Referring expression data
○ ○ ○ ○

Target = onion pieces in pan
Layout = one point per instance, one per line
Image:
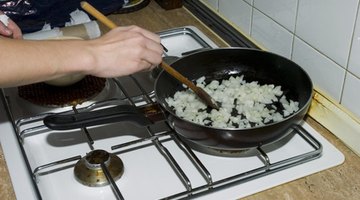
(242, 104)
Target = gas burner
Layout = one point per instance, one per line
(46, 95)
(89, 170)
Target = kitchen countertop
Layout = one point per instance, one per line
(340, 182)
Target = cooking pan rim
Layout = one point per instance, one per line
(305, 106)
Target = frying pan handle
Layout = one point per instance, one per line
(108, 115)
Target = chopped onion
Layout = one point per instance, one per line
(243, 104)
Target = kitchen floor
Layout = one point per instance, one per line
(341, 182)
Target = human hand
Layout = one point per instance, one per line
(125, 50)
(10, 29)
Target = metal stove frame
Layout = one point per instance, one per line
(157, 139)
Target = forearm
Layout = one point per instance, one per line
(24, 62)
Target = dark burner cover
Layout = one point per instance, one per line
(47, 95)
(88, 170)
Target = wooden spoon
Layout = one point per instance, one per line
(202, 94)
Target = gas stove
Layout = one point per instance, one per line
(127, 161)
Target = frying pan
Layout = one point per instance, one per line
(258, 65)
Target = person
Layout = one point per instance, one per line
(119, 52)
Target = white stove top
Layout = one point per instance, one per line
(148, 174)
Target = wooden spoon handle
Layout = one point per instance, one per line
(178, 76)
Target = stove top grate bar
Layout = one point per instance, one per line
(267, 169)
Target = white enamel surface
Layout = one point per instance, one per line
(147, 174)
(328, 26)
(251, 2)
(238, 12)
(212, 3)
(354, 61)
(351, 94)
(281, 11)
(270, 34)
(325, 74)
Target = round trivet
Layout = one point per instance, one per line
(47, 95)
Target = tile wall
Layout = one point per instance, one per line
(322, 36)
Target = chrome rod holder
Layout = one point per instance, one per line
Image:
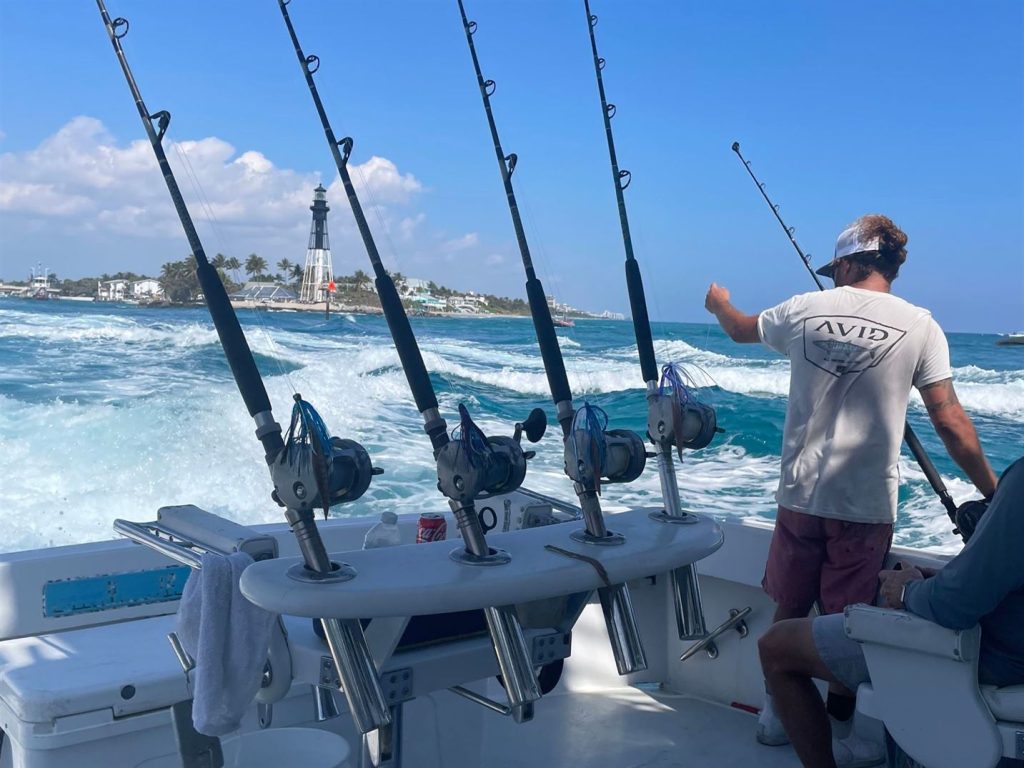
(734, 622)
(382, 748)
(689, 608)
(683, 582)
(359, 681)
(624, 634)
(327, 707)
(514, 658)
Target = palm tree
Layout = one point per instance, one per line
(360, 279)
(255, 266)
(233, 264)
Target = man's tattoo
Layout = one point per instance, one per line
(949, 401)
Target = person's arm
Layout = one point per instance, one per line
(957, 432)
(740, 328)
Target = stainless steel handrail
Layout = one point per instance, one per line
(735, 621)
(148, 535)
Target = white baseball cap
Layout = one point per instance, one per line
(850, 243)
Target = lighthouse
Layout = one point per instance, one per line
(317, 278)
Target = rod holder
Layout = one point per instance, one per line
(689, 608)
(382, 748)
(514, 658)
(359, 681)
(683, 582)
(621, 622)
(327, 708)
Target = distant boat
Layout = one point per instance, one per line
(39, 286)
(1011, 340)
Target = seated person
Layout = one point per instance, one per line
(984, 584)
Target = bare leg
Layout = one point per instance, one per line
(790, 662)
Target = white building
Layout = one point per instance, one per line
(114, 290)
(469, 302)
(147, 288)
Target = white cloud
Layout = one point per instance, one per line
(80, 174)
(103, 207)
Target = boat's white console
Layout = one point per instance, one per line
(424, 579)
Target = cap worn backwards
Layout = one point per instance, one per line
(849, 244)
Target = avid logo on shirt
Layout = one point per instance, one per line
(844, 344)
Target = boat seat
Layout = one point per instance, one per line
(925, 688)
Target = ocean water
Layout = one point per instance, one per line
(110, 411)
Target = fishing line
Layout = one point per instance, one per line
(364, 182)
(221, 239)
(574, 365)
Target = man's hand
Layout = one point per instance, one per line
(739, 327)
(954, 427)
(892, 583)
(717, 298)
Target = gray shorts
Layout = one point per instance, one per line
(843, 656)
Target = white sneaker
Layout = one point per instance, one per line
(770, 731)
(853, 752)
(841, 728)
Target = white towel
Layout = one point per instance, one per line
(228, 638)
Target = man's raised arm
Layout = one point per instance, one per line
(740, 328)
(956, 431)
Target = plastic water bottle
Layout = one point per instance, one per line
(383, 534)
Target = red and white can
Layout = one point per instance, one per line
(431, 527)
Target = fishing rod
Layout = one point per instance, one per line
(309, 469)
(471, 467)
(934, 479)
(675, 418)
(592, 453)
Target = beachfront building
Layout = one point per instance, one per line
(467, 303)
(113, 290)
(147, 288)
(412, 286)
(263, 293)
(316, 278)
(429, 302)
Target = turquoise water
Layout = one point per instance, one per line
(110, 411)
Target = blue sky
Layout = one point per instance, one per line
(912, 109)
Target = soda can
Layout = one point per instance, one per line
(431, 527)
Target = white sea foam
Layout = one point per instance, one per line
(155, 432)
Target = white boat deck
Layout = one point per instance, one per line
(629, 727)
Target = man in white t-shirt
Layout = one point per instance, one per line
(855, 351)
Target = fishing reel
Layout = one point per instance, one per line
(594, 453)
(675, 417)
(474, 466)
(315, 471)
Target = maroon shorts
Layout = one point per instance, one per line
(821, 559)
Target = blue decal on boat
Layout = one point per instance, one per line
(89, 594)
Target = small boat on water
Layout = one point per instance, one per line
(555, 640)
(39, 286)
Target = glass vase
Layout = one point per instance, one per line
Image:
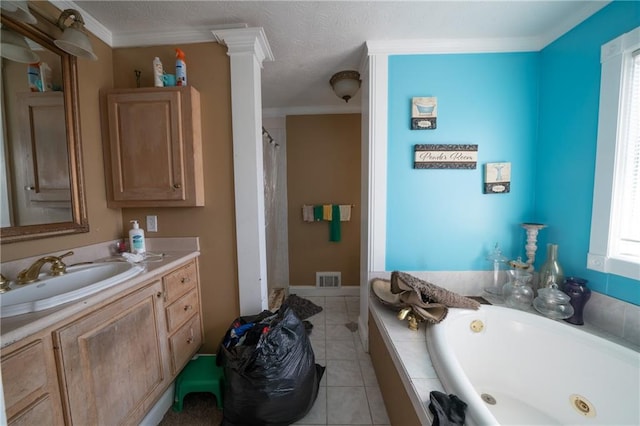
(551, 272)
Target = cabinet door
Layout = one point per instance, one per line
(30, 384)
(43, 142)
(113, 361)
(146, 145)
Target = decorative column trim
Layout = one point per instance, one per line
(248, 48)
(240, 41)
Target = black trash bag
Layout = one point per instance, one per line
(271, 377)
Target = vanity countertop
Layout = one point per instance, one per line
(15, 328)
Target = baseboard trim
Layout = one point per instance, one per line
(157, 412)
(312, 291)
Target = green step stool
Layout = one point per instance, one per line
(200, 375)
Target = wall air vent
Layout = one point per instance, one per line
(328, 279)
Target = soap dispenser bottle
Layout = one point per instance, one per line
(136, 238)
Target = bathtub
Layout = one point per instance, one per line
(513, 367)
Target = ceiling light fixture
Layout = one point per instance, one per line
(18, 10)
(14, 47)
(345, 84)
(74, 40)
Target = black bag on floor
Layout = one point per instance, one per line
(271, 377)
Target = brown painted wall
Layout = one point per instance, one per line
(396, 399)
(208, 72)
(104, 224)
(323, 167)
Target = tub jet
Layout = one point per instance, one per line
(488, 399)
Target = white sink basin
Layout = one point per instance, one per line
(78, 282)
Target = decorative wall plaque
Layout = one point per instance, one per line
(440, 156)
(424, 113)
(497, 178)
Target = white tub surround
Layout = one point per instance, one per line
(408, 351)
(513, 367)
(604, 316)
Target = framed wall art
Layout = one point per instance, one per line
(424, 113)
(497, 178)
(443, 156)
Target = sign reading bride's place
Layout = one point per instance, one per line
(445, 156)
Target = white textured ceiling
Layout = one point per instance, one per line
(311, 40)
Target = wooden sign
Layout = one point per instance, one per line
(440, 156)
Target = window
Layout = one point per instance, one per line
(615, 223)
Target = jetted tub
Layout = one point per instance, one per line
(516, 368)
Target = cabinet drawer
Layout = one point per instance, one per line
(179, 282)
(179, 311)
(39, 413)
(184, 344)
(24, 374)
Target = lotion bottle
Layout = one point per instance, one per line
(157, 72)
(136, 239)
(181, 69)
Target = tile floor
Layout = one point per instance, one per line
(349, 393)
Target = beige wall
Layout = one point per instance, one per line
(208, 72)
(323, 167)
(104, 224)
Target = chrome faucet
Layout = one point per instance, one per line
(58, 267)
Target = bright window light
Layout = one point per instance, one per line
(615, 224)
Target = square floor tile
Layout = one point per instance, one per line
(343, 373)
(347, 406)
(376, 405)
(340, 349)
(336, 318)
(318, 413)
(368, 373)
(338, 332)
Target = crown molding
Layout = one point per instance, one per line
(311, 110)
(571, 21)
(145, 38)
(245, 40)
(442, 46)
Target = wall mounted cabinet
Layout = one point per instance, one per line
(153, 147)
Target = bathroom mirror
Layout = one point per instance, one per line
(41, 177)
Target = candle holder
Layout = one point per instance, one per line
(532, 238)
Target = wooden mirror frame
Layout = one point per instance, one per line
(79, 220)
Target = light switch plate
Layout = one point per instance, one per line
(152, 223)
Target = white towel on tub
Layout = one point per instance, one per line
(345, 212)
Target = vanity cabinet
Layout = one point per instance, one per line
(30, 383)
(109, 363)
(111, 360)
(153, 147)
(182, 312)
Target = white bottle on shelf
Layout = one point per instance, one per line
(157, 72)
(136, 239)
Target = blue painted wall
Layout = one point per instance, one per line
(440, 219)
(537, 110)
(566, 152)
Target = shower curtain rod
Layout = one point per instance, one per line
(271, 140)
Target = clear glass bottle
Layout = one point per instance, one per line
(551, 271)
(517, 292)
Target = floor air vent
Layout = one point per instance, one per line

○ ○ ○ ○

*How to complete this task*:
Check each line above for the word "water" and copy the ones that have it.

*Answer for the task*:
Target = ocean water
Target = plastic water bottle
Target = turquoise water
Target = small boat on water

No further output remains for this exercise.